## Excerpt provided
__________

Imagine you have a massive collection of information, like all the books in a library, or all the customers of a store. How do you keep it organized so you can quickly find what you need, add new information, or update existing details? That's where **databases** come in!

A database is essentially an organized collection of data. Think of it like a digital filing system that stores information in a structured way, usually in tables with rows and columns (like spreadsheets). This structure makes it easy to manage and work with large amounts of data efficiently.

Now, how do you interact with this organized data? You use a language called **SQL** (Structured Query Language). SQL is the standard language for managing and manipulating relational databases. With SQL, you can:

*   **Create** new databases and tables.
*   **Insert** new data into tables.
*   **Query** (ask questions of) the data to retrieve specific information.
*   **Update** existing data.
*   **Delete** data.

__________

[Dataset rows]
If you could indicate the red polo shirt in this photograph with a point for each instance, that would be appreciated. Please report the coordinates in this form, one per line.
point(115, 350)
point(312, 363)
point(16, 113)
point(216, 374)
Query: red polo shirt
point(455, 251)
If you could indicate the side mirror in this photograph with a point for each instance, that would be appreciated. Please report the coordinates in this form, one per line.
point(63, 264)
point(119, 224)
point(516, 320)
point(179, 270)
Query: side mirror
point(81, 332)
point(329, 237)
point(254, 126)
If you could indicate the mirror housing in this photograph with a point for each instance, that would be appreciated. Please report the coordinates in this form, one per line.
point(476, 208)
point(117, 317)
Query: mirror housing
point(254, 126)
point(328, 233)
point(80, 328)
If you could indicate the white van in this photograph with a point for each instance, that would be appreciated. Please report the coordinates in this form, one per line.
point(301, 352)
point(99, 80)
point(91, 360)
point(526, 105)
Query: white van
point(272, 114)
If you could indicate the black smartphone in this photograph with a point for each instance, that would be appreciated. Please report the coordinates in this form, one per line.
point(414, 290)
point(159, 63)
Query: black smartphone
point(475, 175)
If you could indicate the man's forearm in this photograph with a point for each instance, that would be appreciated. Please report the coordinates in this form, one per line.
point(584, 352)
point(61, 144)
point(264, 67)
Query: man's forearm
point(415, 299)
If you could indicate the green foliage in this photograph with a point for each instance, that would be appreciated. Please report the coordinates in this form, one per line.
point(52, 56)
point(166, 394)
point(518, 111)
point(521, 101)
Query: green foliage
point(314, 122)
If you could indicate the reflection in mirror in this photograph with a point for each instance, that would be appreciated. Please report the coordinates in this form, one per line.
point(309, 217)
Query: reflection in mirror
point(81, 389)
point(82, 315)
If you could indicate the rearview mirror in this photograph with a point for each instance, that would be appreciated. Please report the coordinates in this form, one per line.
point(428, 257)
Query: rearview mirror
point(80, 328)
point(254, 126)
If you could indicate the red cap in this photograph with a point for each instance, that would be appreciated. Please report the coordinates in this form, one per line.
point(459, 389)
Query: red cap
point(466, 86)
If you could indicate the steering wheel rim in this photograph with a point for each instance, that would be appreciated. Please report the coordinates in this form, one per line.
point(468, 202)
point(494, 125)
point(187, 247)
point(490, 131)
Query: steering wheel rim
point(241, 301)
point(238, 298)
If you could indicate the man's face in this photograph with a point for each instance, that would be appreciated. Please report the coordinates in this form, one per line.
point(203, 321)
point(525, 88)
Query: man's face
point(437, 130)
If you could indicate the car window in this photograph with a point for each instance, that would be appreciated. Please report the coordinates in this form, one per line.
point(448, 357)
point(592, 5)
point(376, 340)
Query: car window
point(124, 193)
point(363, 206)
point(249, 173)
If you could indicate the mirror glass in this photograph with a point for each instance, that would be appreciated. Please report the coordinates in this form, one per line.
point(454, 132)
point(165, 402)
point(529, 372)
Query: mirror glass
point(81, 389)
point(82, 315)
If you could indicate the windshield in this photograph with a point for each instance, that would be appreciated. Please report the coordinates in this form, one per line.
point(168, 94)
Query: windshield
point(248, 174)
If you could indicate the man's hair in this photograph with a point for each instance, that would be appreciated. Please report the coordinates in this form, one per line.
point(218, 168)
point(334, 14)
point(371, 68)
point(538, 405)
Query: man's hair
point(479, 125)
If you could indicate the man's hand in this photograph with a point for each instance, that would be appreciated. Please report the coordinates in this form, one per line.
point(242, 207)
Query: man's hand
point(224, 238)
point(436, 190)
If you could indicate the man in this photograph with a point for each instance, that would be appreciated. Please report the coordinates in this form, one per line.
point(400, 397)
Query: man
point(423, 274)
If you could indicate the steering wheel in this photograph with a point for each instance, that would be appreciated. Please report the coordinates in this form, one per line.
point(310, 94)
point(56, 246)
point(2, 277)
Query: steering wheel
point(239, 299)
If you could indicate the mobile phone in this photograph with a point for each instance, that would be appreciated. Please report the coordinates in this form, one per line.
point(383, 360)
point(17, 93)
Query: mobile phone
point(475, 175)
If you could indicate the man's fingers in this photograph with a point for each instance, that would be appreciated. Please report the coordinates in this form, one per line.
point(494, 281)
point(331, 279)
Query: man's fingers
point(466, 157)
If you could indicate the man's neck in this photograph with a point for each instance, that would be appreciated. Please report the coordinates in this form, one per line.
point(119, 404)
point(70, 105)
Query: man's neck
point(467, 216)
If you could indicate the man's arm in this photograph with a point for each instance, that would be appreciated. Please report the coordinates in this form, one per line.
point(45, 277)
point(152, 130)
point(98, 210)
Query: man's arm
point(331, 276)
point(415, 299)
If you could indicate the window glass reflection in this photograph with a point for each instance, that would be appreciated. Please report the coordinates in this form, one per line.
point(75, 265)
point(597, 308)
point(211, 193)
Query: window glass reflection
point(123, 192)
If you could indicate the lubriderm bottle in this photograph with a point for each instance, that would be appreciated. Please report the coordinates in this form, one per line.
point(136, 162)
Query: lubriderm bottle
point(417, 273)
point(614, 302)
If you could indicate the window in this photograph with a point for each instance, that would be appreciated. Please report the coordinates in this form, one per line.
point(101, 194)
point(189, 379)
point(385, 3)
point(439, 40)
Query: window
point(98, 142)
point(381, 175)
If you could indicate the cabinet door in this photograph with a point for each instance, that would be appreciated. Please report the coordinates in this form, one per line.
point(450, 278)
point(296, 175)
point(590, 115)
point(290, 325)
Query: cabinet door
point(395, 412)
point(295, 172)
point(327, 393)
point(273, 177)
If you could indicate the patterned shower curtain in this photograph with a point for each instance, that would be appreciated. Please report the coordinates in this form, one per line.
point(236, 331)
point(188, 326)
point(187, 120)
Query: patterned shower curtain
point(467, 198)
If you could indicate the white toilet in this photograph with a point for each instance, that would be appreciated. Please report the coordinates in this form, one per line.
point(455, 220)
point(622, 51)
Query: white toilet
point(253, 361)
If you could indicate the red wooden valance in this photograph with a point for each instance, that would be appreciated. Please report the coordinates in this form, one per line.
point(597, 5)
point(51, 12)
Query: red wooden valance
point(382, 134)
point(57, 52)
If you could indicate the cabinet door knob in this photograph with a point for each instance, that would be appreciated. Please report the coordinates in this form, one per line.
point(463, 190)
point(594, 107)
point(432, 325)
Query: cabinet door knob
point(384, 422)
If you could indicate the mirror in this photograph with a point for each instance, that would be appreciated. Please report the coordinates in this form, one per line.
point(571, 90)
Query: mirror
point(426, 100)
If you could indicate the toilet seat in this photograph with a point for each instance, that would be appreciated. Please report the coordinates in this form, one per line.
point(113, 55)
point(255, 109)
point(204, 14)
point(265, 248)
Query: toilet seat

__________

## Set task
Retype the portion of the excerpt on databases and SQL between "A database is" and "data into tables.", inclusive.

## Reply
A database is essentially an organized collection of data. Think of it like a digital filing system that stores information in a structured way, usually in tables with rows and columns (like spreadsheets). This structure makes it easy to manage and work with large amounts of data efficiently.

Now, how do you interact with this organized data? You use a language called **SQL** (Structured Query Language). SQL is the standard language for managing and manipulating relational databases. With SQL, you can:

*   **Create** new databases and tables.
*   **Insert** new data into tables.